### EXCERPTED DATA
___
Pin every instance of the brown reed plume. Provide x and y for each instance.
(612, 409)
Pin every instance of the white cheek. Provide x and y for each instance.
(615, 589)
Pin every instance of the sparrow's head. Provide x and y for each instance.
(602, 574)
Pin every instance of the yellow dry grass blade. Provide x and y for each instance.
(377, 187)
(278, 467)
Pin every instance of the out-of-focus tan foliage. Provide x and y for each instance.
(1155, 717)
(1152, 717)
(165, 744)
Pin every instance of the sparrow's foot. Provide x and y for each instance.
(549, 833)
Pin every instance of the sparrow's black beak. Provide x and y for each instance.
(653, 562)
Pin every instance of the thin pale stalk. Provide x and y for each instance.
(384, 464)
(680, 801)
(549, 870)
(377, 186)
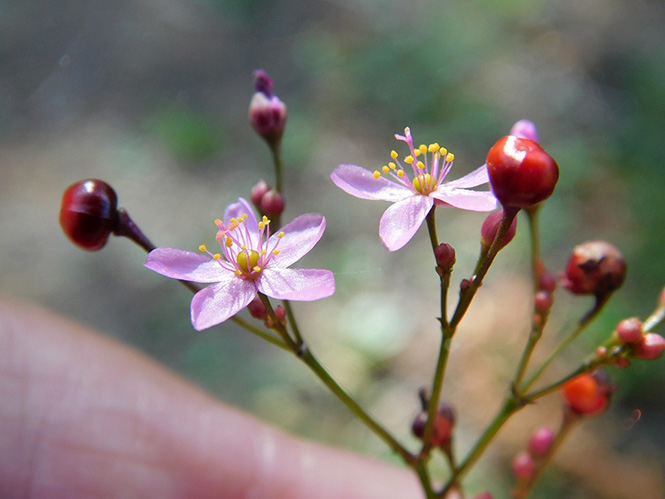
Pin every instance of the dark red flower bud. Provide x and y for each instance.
(89, 213)
(445, 256)
(649, 347)
(491, 227)
(267, 113)
(521, 173)
(629, 330)
(272, 204)
(257, 193)
(595, 268)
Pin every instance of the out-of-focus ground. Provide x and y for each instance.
(152, 97)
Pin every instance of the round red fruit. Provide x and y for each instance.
(521, 173)
(89, 213)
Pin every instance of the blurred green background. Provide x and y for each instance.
(152, 97)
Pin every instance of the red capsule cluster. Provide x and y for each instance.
(521, 173)
(587, 393)
(89, 213)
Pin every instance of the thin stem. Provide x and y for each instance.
(581, 325)
(467, 296)
(509, 407)
(292, 321)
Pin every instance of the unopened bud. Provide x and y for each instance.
(629, 330)
(272, 204)
(267, 113)
(445, 256)
(490, 228)
(649, 347)
(89, 213)
(257, 193)
(595, 268)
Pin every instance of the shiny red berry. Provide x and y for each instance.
(89, 213)
(521, 173)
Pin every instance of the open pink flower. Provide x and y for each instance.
(251, 261)
(414, 197)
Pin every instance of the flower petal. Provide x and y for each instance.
(186, 265)
(402, 220)
(236, 210)
(361, 183)
(465, 199)
(477, 177)
(297, 284)
(218, 302)
(300, 236)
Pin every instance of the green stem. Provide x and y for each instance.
(510, 406)
(467, 296)
(581, 325)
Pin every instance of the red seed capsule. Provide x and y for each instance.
(521, 173)
(89, 213)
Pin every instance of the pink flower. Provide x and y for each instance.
(251, 261)
(413, 198)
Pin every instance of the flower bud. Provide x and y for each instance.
(521, 173)
(629, 330)
(257, 193)
(595, 268)
(89, 213)
(524, 466)
(540, 442)
(445, 256)
(272, 204)
(525, 129)
(649, 347)
(588, 394)
(267, 113)
(491, 227)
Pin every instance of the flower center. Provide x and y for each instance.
(244, 252)
(428, 172)
(247, 260)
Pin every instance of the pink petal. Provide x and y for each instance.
(218, 302)
(186, 265)
(402, 220)
(465, 199)
(236, 210)
(300, 236)
(361, 183)
(297, 284)
(477, 177)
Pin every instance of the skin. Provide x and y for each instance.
(84, 416)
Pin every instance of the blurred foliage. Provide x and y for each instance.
(82, 80)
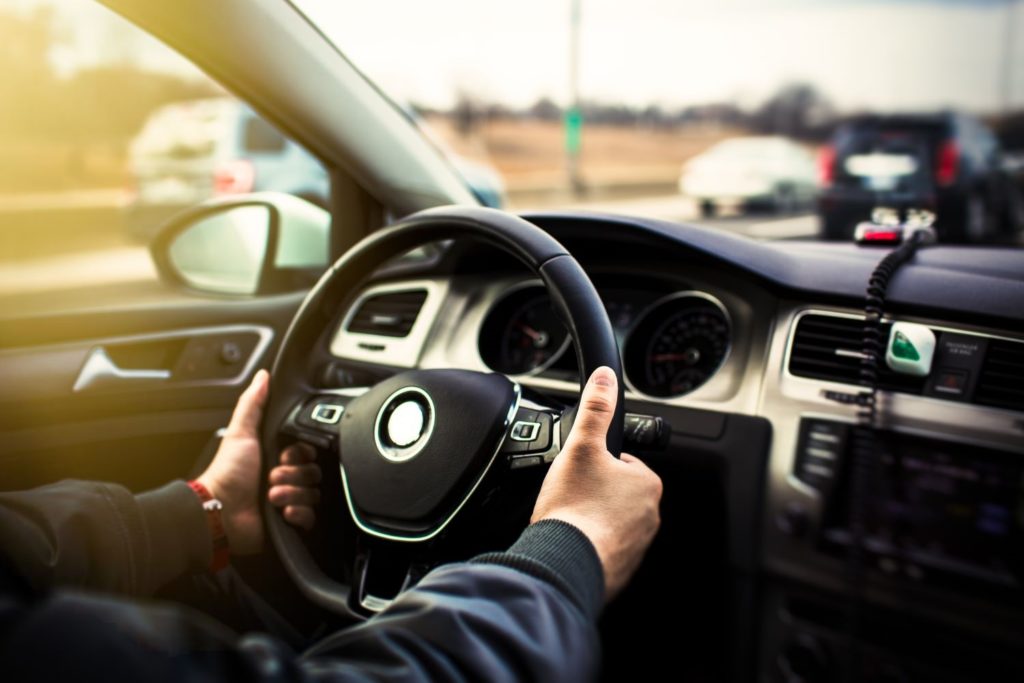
___
### PROBLEM TO WORK ON
From the material above, extract every line that contains the string "stem". Treat uppercase and lowercase letters as distinct.

### THE RESULT
Pin every instance of the thin stem. Provide x and y for each instance.
Pin every instance of the green stem. Provide x and y for each instance.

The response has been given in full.